Task description: Set down the part of the passage below about prison commissary costs exactly, starting with "Now, Mississippi prisoners" and going on through "food inside prisons.".

Extract to read:
The worn beige walls are home to prison rules, notices, and a clock. Dozens of families, black and white, gather around white tables, sitting in blue or mauve chairs. At one table, a kid motions for his mom to open the clear plastic bag of food sitting at the center of the table. The hum of families catching up, the sound of soda cans popping, the ruffle of chip bags opening are thick in the air. Ruth and William are happy with the Styrofoam cups of water at their table. In the past, families visiting Mississippi prisons had their choice of purchases from vending machines: frozen burritos, chicken wings, Lunchables for kids, and more. But now the only vending machine in this visiting room is for prison staff.

Now, Mississippi prisoners must use the commissary—a store inside the prison—to buy a $10 bag of food one week in advance of visitations. William says it comes with the same items every week: two sodas, cookies, popcorn, peanut butter crackers, potato chips, and mixed nuts. Content with their cups of water, William and Ruth are holding their silent protest of two. They talk about the high costs of the food inside prisons.

Many of the items sold in the commissary are more than four times the retail price outside prison because private companies set their own prices. Prices can fluctuate and vary from facility to facility as contracts are negotiated between corrections departments and their vendors. So, depending on the state and facility, some commissary items are priced the same as they are in the free world. They’re what some would consider reasonable, but reasonable for whom? Paying $4 for a tube of anti-fungal cream, which isn’t a luxury item but a medical treatment, is prohibitively expensive for many in prison. Incarcerated people can’t afford to pay these reasonable prices on their own; even those who work in prison would have to save several days’ pay to fork over $4. In 2016, people incarcerated in Massachusetts prisons purchased over 245,000 bars of soap, at a total cost of $215,057. Although the department’s policy is to supply a free bar of soap weekly, each person spent an average of $22 for soap that year. When an incarcerated person has to buy items such as cough drops, eye drops, or an extra roll of toilet paper, the burden falls on their families to put money in their account. Nationally, families spend $1.6 billion annually on commissary items.2

“Between canteen, collect calls, and visiting, don’t ask me how much I’ve spent,” Ruth said. “I know it’s enough to buy a car or a small house.” William doesn’t even want Ruth to buy him the Christmas box for the holiday; he thinks it’s overpriced at $100. Instead, his friend, who is free but served decades with him in the MDOC (Mississippi Department of Corrections), is going to send it. Years ago, Ruth was able to purchase all of William’s favorites and make a care package that she would then mail directly to the prison. She could shop at discount stores or buy in bulk to keep the price down. A jar of peanut butter, or a can of instant coffee or tuna, let William know that Ruth cared. These food items were also supplements to the unappealing, and often unhealthy, small portions he was served behind bars. Since then, however, Mississippi prisons prohibited families from sending care packages directly to their loved ones, and instead required them to buy care packages through a privatized service.

Dataset entries:

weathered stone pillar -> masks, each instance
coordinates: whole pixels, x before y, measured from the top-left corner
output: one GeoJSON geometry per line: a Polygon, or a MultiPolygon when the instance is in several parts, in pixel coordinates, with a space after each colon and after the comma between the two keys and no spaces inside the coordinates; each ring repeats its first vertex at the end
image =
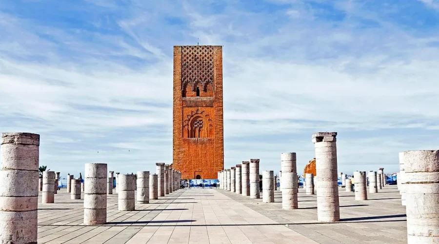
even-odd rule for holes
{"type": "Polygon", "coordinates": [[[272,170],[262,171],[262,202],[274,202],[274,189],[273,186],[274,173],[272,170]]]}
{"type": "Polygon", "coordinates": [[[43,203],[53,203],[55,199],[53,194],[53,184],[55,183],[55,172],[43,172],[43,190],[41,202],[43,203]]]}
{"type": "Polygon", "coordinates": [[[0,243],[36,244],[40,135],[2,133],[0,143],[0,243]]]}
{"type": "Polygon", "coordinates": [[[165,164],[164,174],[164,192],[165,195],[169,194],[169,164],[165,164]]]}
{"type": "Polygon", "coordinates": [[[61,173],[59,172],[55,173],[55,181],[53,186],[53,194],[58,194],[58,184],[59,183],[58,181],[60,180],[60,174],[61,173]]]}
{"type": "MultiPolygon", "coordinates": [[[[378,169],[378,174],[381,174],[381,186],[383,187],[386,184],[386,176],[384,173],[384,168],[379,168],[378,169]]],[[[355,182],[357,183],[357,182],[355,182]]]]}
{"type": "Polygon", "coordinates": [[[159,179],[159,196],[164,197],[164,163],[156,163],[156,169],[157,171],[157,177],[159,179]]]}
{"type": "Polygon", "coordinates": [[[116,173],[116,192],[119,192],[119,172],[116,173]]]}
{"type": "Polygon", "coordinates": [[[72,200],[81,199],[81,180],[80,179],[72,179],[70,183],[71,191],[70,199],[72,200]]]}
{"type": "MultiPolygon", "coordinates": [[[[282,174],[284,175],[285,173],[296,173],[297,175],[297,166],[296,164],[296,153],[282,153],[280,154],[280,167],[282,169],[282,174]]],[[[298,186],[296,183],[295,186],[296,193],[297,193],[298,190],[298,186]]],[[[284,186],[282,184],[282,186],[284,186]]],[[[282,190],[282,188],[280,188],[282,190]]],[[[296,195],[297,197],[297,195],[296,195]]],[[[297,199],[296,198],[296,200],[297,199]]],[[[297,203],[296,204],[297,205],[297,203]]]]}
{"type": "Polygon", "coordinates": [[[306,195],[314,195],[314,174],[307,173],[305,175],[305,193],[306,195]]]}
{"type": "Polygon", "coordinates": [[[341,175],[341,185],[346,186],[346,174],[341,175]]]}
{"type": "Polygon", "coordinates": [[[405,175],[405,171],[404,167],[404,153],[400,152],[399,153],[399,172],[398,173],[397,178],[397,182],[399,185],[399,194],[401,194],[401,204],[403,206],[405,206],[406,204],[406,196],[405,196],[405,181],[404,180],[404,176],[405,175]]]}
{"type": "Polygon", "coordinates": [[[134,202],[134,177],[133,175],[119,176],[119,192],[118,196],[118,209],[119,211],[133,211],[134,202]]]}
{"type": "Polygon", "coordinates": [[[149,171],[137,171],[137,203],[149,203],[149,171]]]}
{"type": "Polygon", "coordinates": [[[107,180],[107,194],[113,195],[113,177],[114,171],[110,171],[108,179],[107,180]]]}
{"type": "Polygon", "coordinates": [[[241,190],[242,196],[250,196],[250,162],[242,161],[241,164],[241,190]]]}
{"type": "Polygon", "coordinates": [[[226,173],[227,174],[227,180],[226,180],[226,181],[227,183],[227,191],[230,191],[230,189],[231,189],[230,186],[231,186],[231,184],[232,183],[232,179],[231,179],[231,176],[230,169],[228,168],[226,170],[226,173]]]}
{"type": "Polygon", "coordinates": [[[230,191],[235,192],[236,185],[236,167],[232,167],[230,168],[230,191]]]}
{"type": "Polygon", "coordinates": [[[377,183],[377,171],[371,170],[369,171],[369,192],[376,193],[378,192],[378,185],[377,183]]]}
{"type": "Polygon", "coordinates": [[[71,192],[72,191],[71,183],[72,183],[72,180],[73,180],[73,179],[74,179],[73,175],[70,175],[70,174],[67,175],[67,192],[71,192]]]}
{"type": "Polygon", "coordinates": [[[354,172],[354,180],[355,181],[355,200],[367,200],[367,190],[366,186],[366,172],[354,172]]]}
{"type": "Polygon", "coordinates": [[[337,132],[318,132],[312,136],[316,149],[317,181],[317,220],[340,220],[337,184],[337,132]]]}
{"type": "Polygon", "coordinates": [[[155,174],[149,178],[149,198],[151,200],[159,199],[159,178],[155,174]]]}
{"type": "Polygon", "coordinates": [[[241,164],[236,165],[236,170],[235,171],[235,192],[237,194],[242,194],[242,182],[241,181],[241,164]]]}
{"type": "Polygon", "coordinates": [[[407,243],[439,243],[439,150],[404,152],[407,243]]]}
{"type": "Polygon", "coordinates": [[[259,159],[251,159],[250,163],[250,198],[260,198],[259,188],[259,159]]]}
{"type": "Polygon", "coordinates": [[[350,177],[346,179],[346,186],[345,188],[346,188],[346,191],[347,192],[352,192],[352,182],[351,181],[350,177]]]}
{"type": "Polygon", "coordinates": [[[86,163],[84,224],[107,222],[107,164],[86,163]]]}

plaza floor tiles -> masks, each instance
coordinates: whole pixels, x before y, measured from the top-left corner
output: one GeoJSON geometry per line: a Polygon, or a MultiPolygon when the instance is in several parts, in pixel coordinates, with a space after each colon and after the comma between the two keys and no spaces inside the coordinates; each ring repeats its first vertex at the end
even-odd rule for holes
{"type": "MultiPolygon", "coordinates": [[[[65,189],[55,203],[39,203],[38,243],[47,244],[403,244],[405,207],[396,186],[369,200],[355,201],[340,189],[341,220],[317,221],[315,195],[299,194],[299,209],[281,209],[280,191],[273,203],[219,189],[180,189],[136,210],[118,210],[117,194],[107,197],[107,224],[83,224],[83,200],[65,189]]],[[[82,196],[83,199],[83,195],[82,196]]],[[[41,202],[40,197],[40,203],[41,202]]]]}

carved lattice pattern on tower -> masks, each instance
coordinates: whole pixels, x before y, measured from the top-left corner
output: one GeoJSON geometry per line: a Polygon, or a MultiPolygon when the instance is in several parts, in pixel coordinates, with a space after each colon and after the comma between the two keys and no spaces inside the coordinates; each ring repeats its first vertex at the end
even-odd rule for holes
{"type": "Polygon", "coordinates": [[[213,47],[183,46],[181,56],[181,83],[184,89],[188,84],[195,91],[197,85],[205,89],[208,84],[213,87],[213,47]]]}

The completed task:
Now, Mississippi prisoners must use the commissary—a store inside the prison—to buy a $10 bag of food one week in advance of visitations. William says it comes with the same items every week: two sodas, cookies, popcorn, peanut butter crackers, potato chips, and mixed nuts. Content with their cups of water, William and Ruth are holding their silent protest of two. They talk about the high costs of the food inside prisons.